Records excerpted from a collection
[Start of section]
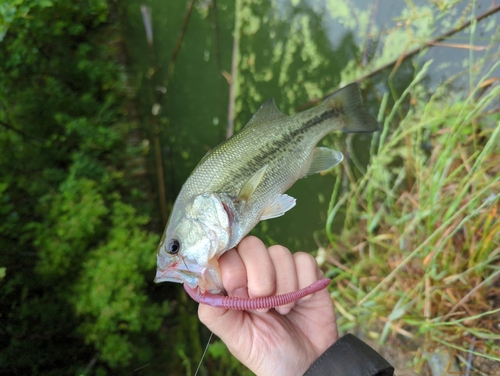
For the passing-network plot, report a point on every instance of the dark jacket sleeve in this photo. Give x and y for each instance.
(350, 356)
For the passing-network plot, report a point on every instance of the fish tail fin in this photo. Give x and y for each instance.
(348, 104)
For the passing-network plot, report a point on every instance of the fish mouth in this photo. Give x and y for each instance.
(207, 278)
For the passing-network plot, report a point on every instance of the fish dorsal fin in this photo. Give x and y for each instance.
(251, 185)
(280, 206)
(267, 112)
(323, 159)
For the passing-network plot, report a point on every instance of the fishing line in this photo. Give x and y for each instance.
(204, 352)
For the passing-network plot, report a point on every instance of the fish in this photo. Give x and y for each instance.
(243, 181)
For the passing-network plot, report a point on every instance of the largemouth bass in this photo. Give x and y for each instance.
(242, 181)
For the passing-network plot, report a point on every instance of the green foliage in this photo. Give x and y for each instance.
(423, 224)
(77, 259)
(110, 291)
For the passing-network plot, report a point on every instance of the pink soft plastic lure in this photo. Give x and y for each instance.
(245, 304)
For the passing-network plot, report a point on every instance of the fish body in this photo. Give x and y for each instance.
(242, 181)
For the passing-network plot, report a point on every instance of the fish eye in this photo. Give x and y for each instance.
(173, 246)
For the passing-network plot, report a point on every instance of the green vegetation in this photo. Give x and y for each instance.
(413, 234)
(421, 239)
(75, 250)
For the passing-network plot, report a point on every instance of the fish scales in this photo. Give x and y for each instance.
(243, 181)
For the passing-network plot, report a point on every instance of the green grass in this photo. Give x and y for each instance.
(419, 255)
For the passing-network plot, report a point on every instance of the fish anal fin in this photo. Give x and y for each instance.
(251, 185)
(267, 112)
(280, 206)
(323, 159)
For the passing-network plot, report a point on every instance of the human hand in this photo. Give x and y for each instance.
(281, 341)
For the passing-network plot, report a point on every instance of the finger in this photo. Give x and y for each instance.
(286, 274)
(307, 270)
(261, 276)
(234, 275)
[End of section]
Your assignment – In your copy, omit the pictures and restate every line of the data word for word.

Result –
For the passing-network plot, report a point on every instance of the dark jacket sleeve in this photo. Give x and y for each instance.
(350, 356)
For the passing-network plot, report a point on every instance of the fish tail fin in this photo. Give x and y for each instance.
(348, 104)
For the passing-network plot, report a point on every instance of the fish mouth in this photo. Give x and y for each instance.
(207, 278)
For the passing-network plot, report a point on every instance of the fish dorsal fin in this photo. Give x and y for each instance.
(251, 185)
(280, 206)
(267, 112)
(323, 159)
For the passing-network plot, report a point on every instance of the fishing line in this photo. Give x and y for each instance.
(204, 352)
For the passing-network plot, report a point on every instance of the fish in this photo. Give x and y for each instance.
(243, 181)
For the passing-network plot, report a point on every instance of the largemouth bass in this photo. Give x and y for each instance.
(242, 181)
For the passing-network plot, report a point on every instance of the green foliage in this photo. Give x and y for each instance.
(423, 224)
(77, 259)
(110, 291)
For the passing-network plot, report a point on every instance of the pink soft plastic lure in this photo. Give x and y for each instance.
(245, 304)
For the passing-network plot, report a point on every instance of the fish body in this photo. Give x and y for each instance.
(242, 181)
For the passing-network plot, report a point on every instance of the fish eye in this photo. Give x and y for each instance.
(173, 246)
For the passing-network plot, report a point on every instance of the green vegetation in this photo. Give x and y for each instance.
(413, 234)
(421, 239)
(75, 250)
For the passing-network plot, report a point on every instance of the fish scales in this photo. Give x and y for each instance.
(243, 181)
For the passing-network plot, report a point on every instance of the green grass in this photo. Give x and y for each instance.
(419, 255)
For the passing-network plot, report a point on every instance of the fish anal fin in this photo. Give x and y for each instance.
(251, 185)
(267, 112)
(280, 206)
(323, 159)
For the passing-network plot, report a point on every instance of the human hand in this photo. Give x and y for each instance.
(281, 341)
For the passing-network plot, report a point on every instance of the finger in this photo. Give x and y for each instance.
(286, 274)
(307, 270)
(261, 276)
(234, 275)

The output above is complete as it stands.